**TASK GOAL**
The answer should contain every entry below, copied exactly.

Natural language region descriptions:
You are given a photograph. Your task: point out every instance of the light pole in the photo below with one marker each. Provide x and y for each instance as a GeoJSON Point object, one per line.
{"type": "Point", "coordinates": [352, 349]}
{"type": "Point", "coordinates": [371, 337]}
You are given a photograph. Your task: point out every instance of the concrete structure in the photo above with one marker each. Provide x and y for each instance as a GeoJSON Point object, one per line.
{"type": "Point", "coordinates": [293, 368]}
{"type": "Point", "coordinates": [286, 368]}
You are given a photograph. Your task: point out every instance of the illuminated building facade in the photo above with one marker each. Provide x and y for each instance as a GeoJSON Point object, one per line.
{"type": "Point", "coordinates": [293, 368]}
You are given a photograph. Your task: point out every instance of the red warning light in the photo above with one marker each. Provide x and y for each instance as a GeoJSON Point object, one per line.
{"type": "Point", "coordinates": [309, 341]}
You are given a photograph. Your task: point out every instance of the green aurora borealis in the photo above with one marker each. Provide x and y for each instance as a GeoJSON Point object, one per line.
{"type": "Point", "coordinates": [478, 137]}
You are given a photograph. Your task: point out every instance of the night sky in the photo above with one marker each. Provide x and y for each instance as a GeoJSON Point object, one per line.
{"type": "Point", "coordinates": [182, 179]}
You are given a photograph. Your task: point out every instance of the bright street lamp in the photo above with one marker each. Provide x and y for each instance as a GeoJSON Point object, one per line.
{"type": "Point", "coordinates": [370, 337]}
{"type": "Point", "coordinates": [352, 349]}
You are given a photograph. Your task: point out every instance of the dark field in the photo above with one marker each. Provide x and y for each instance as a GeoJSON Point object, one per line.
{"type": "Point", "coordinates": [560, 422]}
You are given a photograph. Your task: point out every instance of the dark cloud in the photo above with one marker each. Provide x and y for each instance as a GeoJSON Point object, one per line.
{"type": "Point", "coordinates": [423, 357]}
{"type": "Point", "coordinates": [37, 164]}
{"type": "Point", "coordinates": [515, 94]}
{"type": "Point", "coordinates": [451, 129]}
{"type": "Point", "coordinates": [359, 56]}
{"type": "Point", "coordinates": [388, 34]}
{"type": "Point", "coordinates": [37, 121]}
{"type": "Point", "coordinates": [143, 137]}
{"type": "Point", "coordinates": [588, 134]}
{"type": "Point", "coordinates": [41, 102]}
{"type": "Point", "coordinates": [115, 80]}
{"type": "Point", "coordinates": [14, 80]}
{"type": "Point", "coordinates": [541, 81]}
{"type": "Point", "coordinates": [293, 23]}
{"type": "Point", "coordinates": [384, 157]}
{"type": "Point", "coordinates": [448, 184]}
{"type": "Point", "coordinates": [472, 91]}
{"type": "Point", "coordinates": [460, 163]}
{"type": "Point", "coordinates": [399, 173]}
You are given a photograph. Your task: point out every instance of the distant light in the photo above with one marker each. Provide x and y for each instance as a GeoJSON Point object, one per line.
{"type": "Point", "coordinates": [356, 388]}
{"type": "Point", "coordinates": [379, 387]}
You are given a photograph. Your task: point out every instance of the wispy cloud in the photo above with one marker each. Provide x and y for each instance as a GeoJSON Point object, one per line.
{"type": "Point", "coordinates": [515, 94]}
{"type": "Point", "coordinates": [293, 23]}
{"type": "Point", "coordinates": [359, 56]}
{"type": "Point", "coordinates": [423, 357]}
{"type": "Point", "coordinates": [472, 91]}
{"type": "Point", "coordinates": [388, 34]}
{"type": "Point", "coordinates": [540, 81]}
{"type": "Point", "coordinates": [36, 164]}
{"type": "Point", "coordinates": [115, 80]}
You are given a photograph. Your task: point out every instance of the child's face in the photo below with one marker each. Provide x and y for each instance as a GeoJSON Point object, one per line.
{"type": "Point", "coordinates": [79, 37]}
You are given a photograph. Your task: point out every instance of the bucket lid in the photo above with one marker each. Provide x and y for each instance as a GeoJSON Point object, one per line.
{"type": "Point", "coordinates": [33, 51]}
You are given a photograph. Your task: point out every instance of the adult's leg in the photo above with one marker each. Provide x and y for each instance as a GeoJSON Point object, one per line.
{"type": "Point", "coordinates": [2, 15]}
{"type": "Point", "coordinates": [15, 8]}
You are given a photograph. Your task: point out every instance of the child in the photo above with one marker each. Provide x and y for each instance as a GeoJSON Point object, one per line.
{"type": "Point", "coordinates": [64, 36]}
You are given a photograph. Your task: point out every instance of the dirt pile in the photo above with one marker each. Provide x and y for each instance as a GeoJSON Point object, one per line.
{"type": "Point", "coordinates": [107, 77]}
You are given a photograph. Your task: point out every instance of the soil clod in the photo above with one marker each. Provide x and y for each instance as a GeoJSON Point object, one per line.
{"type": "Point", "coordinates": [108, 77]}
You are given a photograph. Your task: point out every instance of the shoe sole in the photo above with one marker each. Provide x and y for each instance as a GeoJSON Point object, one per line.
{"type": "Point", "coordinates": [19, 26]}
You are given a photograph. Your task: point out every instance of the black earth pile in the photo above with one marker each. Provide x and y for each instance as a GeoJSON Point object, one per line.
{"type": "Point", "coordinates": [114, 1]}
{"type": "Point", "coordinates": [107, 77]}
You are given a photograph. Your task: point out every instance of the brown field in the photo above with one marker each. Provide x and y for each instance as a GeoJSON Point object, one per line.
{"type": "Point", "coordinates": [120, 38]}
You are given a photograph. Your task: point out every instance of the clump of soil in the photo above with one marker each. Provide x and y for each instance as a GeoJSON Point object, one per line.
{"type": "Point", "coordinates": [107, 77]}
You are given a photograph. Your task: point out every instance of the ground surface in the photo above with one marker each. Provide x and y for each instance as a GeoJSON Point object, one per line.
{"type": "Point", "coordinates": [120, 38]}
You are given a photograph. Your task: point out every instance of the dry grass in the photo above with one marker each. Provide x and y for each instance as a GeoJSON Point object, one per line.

**WORKED SOLUTION**
You are given a photograph. Your task: point out every instance of the light pole in the photo below with one marker each. Provide x and y for each instance as a GeoJSON Point object, one per line.
{"type": "Point", "coordinates": [352, 349]}
{"type": "Point", "coordinates": [371, 337]}
You are given a photograph. Your task: point out every instance of the concrete structure in the photo above with one marker each. Provide x and y for each instance as a GeoJSON Point object, one per line.
{"type": "Point", "coordinates": [293, 368]}
{"type": "Point", "coordinates": [286, 368]}
You are given a photograph. Your task: point out every instance of the illuminated building facade in the photo above with one marker each. Provide x and y for each instance as a GeoJSON Point object, one per line.
{"type": "Point", "coordinates": [293, 368]}
You are given a photograph. Your task: point out every instance of the red warning light in the photo above with one marker each. Provide x and y for each instance as a GeoJSON Point object, one per line.
{"type": "Point", "coordinates": [309, 341]}
You are given a photograph. Your task: point out every instance of the green aurora borealis in the photo above with one marker each. Provide x and y for each instance as a GeoJSON Point object, one per line.
{"type": "Point", "coordinates": [478, 137]}
You are given a photograph. Your task: point out every instance of the night sky in the photo above with one marker each. Provide x and y for each instance as a GeoJSON Point object, one per line.
{"type": "Point", "coordinates": [182, 179]}
You are given a photograph. Your task: point out every instance of the bright street lamp in the photo above with one marker each. Provide x and y for each instance as a GeoJSON Point object, one per line.
{"type": "Point", "coordinates": [370, 337]}
{"type": "Point", "coordinates": [352, 349]}
You are given a photograph. Your task: point out every instance of the dark field in the photo above with one marker each. Provide x and y for each instance as a GeoJSON Point object, one per line.
{"type": "Point", "coordinates": [560, 422]}
You are given a photograph. Your task: point out every instance of the dark cloud in the photo above with one marker each. Provide x and y for each instance as a GeoJSON Point object, one per line.
{"type": "Point", "coordinates": [423, 357]}
{"type": "Point", "coordinates": [37, 164]}
{"type": "Point", "coordinates": [515, 94]}
{"type": "Point", "coordinates": [451, 129]}
{"type": "Point", "coordinates": [359, 56]}
{"type": "Point", "coordinates": [388, 34]}
{"type": "Point", "coordinates": [37, 121]}
{"type": "Point", "coordinates": [143, 137]}
{"type": "Point", "coordinates": [588, 134]}
{"type": "Point", "coordinates": [41, 102]}
{"type": "Point", "coordinates": [115, 80]}
{"type": "Point", "coordinates": [14, 80]}
{"type": "Point", "coordinates": [541, 81]}
{"type": "Point", "coordinates": [293, 23]}
{"type": "Point", "coordinates": [384, 157]}
{"type": "Point", "coordinates": [448, 184]}
{"type": "Point", "coordinates": [472, 91]}
{"type": "Point", "coordinates": [460, 163]}
{"type": "Point", "coordinates": [399, 173]}
You are given a photograph. Your task: point out every instance of the distant light in the photo above with one marker each. Provide x and y for each instance as a GeoJSON Point object, one per line.
{"type": "Point", "coordinates": [356, 388]}
{"type": "Point", "coordinates": [379, 387]}
You are given a photograph. Your task: point out every instance of the wispy cloud in the photo above with one marker each. Provide x and y for each instance as a GeoJSON Point object, one per line.
{"type": "Point", "coordinates": [515, 94]}
{"type": "Point", "coordinates": [293, 23]}
{"type": "Point", "coordinates": [359, 56]}
{"type": "Point", "coordinates": [423, 357]}
{"type": "Point", "coordinates": [472, 91]}
{"type": "Point", "coordinates": [388, 34]}
{"type": "Point", "coordinates": [540, 81]}
{"type": "Point", "coordinates": [36, 164]}
{"type": "Point", "coordinates": [115, 80]}
You are given a photograph. Your task: point out every instance of the child's face in the photo below with one marker each. Provide x and y for each instance as a GeoJSON Point object, one per line.
{"type": "Point", "coordinates": [79, 37]}
You are given a photograph. Your task: point out every instance of the bucket lid in the photo above with one marker each. Provide x and y for each instance as a GeoJSON Point object, one per line.
{"type": "Point", "coordinates": [33, 51]}
You are given a photograph. Your task: point out every instance of the adult's leg in the photo above with one marker each. Provide x and y for each instance as a GeoJSON Point object, one per line.
{"type": "Point", "coordinates": [2, 15]}
{"type": "Point", "coordinates": [15, 8]}
You are given a photograph. Your task: point out every instance of the child in the photo above with one marker each. Provide x and y for each instance as a GeoJSON Point object, one per line.
{"type": "Point", "coordinates": [64, 36]}
You are given a photograph. Your task: point out every instance of the dirt pile in the photo above with one marker each. Provide x and y for each instance as a GeoJSON Point object, one per line.
{"type": "Point", "coordinates": [107, 77]}
You are given a photograph. Your task: point out every instance of the soil clod in the photo above with one marker each. Provide x and y for each instance as a GeoJSON Point object, one per line.
{"type": "Point", "coordinates": [108, 77]}
You are given a photograph. Your task: point out every instance of the shoe sole in the photo above with one marker each. Provide x and y for each instance as a GeoJSON Point object, one per line.
{"type": "Point", "coordinates": [19, 26]}
You are given a photograph. Your task: point out every instance of the black earth pile in the photo above with one marker each. Provide x and y for each instance as a GeoJSON Point object, one per line.
{"type": "Point", "coordinates": [114, 1]}
{"type": "Point", "coordinates": [107, 77]}
You are given a photograph. Your task: point out every instance of the brown field in the photo above with one marker each. Provide x and y for each instance as a GeoJSON Point object, one per line.
{"type": "Point", "coordinates": [120, 38]}
You are given a photograph. Your task: point out every instance of the clump of soil in the photo above with one marker each. Provide x and y for each instance as a GeoJSON Point object, one per line.
{"type": "Point", "coordinates": [107, 77]}
You are given a photograph. Your task: point out every instance of the ground surface in the photo above with one marker each. Provide x and y for each instance as a GeoJSON Point object, one per line.
{"type": "Point", "coordinates": [120, 38]}
You are given a photograph. Your task: point out every instance of the dry grass in the photo above with one marker each. Provide x and y for each instance as a GeoJSON Point object, one per line.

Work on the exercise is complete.